STATED PROBLEM:
Answer these from the scheduling review notes below:
(a) What three events make the scheduler run?
(b) What kind of tree does CFS use, and what is it ordered by?
(c) Which tasks do better with longer time slices?

Start EXTRACT PROVIDED

Final - Provided Review Questions Flashcards
How does scheduling work? What are the basic steps and data structures involved in scheduling a thread on the CPU?
scheduler dispatches tasks from runqueue
•scheduling policy/algorithm decides which task to schedule
Tasks enter the runqueue after: • creation (fork) • interrupt • I/O Completion • expiration of time slice
Scheduler Runs when:
• CPU becomes idle
• Timeslice expires
• New task becomes available
When dispatching a thread:
• context switch to selected thread
• enter user mode
• set PC to next instruction of scheduled task
Do you understand the tradeoffs associated with the frequency of preemption and scheduling/what types of workloads benefit from frequent vs. infrequent intervention of the scheduler (short vs. long timeslices)?
- For CPU bound tasks, longer time slices are better because there are fewer context switches (overhead). Keeps cpu utilization and throughput high.
- For I/O bound tasks, smaller time slice is better. I/O ops get issued sooner. Better user-perceived performance.
Can you work through a scenario describing some workload mix (few threads, their compute and I/O phases) and for a given scheduling discipline compute various metrics like average time to completion, system throughput, wait time of the tasks…
Throughput = tasks / sec
• total # tasks / (timestamp when all tasks are done)
Avg Completion Time
• sum_of_times_to_complete_each_job / # tasks completed
•(sum of completion timestamps)
Avg Wait Time
• sum timestamps each task started at / number tasks
Can you contrast the MLFQ with the O(1) scheduler? Do you understand what were the problems with the O(1) scheduler which led to the CFS?
O(1) scheduler:
•Two queue’s:
• Active Array and Expired Array
• Active is used to pick the next task to run
• If task is preempted and doesn’t finish it’s time slice, it will be put back in the queue within remaining amount of time.
• Once timeslice expires, it’s added to the Expired array
• Once active array is empty, pointers are swapped and expired array becomes active array
O(1) scheduler replaced b/c it affected performance of interactive tasks. Once on expired list, wouldn’t run again until all active queue was exhausted. Also no fairness guarantees.
CFS - only for non real-time tasks
• Red-Black tree (self balancing tree - all paths to leaves approximately same length)
• ordered by virtual runtime (vruntime - time spent on cpu)
• Always schedules task with least amount of vruntime on the cpu (generally leftmost task)
• periodically update current vruntime
• then compare current vruntime to leftmost node
• schedule whichever is lower
•if swapping to another task, move old task into proper place in tree
• vruntime progresses faster for lower priority tasks
• vruntime progreses slower for high priority tasks
• Uses the same tree for all priorities
- selecting a task => O(1) time
- adding a task => O(log n)
What are some performance counters that can be useful in identifying the workload properties (compute vs. memory bound) and the ability of the scheduler to maximize the system throughput.
Use a new metric (CPI – cycles per instruction) to evaluate job type and adjust scheduling (other metrics: historic info doesn’t work bc no sleeping when waiting on Mm,
hardware counters – cache misses, IPC, power + energy data, software interfaces & tools – oprofile, vLinux perf tests)

End EXTRACT PROVIDED
Start RAW RECORDS

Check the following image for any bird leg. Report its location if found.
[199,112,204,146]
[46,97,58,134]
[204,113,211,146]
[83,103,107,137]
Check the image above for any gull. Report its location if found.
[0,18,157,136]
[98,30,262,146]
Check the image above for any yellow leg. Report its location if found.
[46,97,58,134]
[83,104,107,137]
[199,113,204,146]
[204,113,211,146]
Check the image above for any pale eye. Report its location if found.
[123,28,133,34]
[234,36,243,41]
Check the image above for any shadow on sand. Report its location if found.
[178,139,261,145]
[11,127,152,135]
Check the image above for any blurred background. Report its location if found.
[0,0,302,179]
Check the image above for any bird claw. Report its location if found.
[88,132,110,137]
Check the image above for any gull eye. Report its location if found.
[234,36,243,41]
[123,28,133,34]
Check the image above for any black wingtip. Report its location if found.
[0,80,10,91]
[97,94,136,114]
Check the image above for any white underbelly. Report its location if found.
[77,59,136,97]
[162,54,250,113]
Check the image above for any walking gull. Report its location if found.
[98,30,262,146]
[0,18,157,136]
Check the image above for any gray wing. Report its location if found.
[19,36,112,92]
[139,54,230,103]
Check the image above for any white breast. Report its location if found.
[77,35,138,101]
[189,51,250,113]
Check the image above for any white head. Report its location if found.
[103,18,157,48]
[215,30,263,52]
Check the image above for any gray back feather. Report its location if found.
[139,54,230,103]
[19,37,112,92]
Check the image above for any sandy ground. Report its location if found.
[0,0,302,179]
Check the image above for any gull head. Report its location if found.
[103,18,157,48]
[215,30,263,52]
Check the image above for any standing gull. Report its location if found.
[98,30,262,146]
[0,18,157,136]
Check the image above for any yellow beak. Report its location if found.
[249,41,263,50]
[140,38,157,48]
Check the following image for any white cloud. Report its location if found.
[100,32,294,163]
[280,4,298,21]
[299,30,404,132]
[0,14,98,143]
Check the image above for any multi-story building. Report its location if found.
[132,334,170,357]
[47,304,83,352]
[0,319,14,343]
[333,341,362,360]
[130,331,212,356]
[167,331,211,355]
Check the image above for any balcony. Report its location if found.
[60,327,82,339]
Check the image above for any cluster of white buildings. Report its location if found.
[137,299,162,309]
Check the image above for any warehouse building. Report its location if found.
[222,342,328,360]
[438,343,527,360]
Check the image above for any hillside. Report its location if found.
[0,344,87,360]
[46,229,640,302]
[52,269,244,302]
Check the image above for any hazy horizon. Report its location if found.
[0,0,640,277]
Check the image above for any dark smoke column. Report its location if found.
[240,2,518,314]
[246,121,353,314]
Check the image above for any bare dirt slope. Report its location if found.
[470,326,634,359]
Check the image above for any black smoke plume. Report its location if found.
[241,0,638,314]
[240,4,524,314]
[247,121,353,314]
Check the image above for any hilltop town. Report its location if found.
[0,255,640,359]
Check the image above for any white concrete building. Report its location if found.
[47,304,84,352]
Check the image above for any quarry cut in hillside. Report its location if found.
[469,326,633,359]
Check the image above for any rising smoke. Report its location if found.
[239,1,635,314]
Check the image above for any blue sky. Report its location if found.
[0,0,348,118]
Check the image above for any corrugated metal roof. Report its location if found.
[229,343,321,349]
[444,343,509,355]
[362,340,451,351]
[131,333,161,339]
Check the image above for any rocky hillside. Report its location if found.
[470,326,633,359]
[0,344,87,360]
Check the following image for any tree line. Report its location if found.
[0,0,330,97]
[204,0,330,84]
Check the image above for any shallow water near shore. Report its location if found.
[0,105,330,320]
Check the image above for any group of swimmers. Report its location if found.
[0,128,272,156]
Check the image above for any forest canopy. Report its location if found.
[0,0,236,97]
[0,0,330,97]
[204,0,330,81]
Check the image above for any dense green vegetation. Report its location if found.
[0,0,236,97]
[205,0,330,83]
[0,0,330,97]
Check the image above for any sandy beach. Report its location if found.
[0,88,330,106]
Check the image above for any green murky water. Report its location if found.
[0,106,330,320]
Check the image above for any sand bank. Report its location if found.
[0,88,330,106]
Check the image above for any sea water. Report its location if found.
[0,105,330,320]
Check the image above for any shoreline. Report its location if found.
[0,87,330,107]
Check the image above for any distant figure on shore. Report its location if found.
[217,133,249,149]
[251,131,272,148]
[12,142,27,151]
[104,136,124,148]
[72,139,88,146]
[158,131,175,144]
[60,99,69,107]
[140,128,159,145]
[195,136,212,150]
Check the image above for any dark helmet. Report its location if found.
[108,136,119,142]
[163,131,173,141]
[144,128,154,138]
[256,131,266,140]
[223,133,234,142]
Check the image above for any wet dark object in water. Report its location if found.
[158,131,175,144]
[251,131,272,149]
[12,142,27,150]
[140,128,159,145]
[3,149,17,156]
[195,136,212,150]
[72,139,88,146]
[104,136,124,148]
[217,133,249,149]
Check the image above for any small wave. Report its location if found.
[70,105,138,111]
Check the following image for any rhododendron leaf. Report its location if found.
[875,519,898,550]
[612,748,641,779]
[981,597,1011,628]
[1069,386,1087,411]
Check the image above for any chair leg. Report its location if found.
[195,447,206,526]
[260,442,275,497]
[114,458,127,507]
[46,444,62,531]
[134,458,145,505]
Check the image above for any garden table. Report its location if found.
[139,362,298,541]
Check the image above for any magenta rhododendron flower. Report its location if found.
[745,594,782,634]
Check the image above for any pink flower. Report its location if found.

End RAW RECORDS

RESPONSE TO THE TASK:
(a) The CPU becomes idle, the timeslice expires, or a new task becomes available.
(b) A Red-Black tree, ordered by virtual runtime (vruntime).
(c) CPU bound tasks.